Work to be completed: Can you reproduce the data below with every "photo" switched to "image" and all else left unchanged?

Point labeling dataset excerpts:
================================

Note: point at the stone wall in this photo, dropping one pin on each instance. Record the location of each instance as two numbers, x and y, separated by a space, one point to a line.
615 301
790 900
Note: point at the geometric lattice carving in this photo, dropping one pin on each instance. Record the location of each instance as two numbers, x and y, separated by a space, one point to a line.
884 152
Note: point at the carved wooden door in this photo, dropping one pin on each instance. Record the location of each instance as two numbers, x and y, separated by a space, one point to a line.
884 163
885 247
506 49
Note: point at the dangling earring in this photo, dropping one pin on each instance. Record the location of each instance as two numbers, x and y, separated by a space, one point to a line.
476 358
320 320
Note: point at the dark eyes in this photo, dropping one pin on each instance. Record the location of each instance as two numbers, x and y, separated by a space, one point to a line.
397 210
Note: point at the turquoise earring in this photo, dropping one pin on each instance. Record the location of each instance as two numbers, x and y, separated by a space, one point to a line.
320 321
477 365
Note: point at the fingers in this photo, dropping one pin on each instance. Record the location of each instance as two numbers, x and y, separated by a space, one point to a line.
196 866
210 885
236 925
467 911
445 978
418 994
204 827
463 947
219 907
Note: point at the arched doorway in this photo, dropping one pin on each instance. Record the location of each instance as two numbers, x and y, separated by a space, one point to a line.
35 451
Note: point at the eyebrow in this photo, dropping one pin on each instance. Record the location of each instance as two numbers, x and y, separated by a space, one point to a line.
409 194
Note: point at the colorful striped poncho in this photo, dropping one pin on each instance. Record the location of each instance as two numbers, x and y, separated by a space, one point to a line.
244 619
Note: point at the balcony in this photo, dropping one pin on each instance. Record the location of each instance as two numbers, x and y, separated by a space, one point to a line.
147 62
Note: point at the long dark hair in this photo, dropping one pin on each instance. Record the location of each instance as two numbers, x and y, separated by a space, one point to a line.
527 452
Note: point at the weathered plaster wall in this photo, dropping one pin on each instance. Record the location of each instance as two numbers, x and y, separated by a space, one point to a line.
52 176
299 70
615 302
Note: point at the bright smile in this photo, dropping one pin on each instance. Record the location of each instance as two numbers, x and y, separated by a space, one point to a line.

================================

Finished answer:
Note: point at the stone wall in this image, dropping one pin on each instance. Record the location of each instance as two numbers, x and y, separated by a space, one point to a line.
615 301
790 900
Note: point at the geometric lattice carving in this image, dropping one pin on each instance. Record the location of each instance as two numbers, x and y, separated by a space, one point to a line.
884 152
Note: point at the carved wooden door in this image, dropping one pin on each instance. Record the location of each instance as two numbers, x and y, separated by a space, one point to a line.
884 163
885 247
506 49
Note: point at the dangling earring in this image, dropping one pin on each instance. Record the location of each instance as two numbers, x and y, separated by a space, one point to a line.
476 358
320 320
Note: point at the dark eyes in this image, dropping one pin on each instance. Record the location of each instance as two numbers, x and y, separated by a space, one point to a line.
397 210
Note: point at the turquoise earring in this image, dropping one pin on each instance. Record the location of each instance as two numbers, x and y, separated by a space, one point to a line.
320 321
477 365
Note: point at the fingers in this image, dropping one pin on each instance. Record the location of each instance as two numbers, x and y, separated by a space, one point to a line.
196 866
210 885
236 925
467 911
445 978
418 994
204 827
463 947
219 907
Note: point at the arched doorway in this image, dropping one pin on each instance. Record the location of each instance as two numbers, x and y, separated by a space, one point to a line.
35 451
Note: point at the eyebrow in this image, dropping one pin on each instance. Record the location of each instance as two numbers, x and y, separated by a space, one point to a line.
409 194
Note: point at the colorful striped poncho in this image, dropping one pin on each instance. Record the location of each instance as two numbers, x and y, separated by a space, one point to a line.
244 619
Note: point at the balcony in this image, dropping one pin on each instance. Record the location of each instance as two numbers, x and y, separated by a space, one point to a line.
147 62
Note: point at the long dark hair in this image, dropping one pin on each instance. Record the location of each instance as two numbers, x and y, separated by a space, one point to a line.
527 452
Note: point at the weathered plaster wall in this image, dropping one pin on each instance. Record the location of each instance as two numbers, x and y, separated by a space, one point to a line.
52 176
299 70
615 302
Note: point at the bright smile in this image, dropping one pin on each instance. Record the location of each instance as two numbers, x and y, separated by a space, one point to a line.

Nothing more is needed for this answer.